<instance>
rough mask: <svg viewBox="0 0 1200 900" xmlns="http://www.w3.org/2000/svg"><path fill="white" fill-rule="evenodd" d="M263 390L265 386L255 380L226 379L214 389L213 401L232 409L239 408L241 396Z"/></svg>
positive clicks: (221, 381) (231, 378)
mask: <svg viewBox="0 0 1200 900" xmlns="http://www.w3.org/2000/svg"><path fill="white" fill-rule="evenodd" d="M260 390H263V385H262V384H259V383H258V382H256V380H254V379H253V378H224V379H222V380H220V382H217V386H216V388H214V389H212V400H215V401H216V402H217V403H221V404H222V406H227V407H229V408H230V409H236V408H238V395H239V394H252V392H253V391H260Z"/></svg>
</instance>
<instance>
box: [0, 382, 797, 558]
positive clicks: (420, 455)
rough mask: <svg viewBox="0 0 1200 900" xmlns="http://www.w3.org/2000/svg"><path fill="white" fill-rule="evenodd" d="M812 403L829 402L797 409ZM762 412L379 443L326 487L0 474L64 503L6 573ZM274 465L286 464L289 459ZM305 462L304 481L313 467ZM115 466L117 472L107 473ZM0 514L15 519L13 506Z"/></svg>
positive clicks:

━━━━

| Your assignment |
Your reply should hold only the lines from the first line of the records through the one with "positive clicks: (420, 455)", reproduced word for word.

| Solution to this exercise |
<instance>
rough mask: <svg viewBox="0 0 1200 900" xmlns="http://www.w3.org/2000/svg"><path fill="white" fill-rule="evenodd" d="M263 390L265 386L255 380L226 379L214 389L213 401L232 409L239 408L241 396Z"/></svg>
positive clicks: (221, 381) (231, 378)
mask: <svg viewBox="0 0 1200 900" xmlns="http://www.w3.org/2000/svg"><path fill="white" fill-rule="evenodd" d="M260 390H263V385H262V384H259V383H258V382H256V380H254V379H253V378H224V379H222V380H220V382H217V386H216V388H214V389H212V400H215V401H216V402H217V403H221V404H222V406H227V407H229V408H230V409H236V408H238V395H239V394H252V392H253V391H260Z"/></svg>
</instance>
<instance>
box: [0, 382, 797, 558]
positive clicks: (420, 455)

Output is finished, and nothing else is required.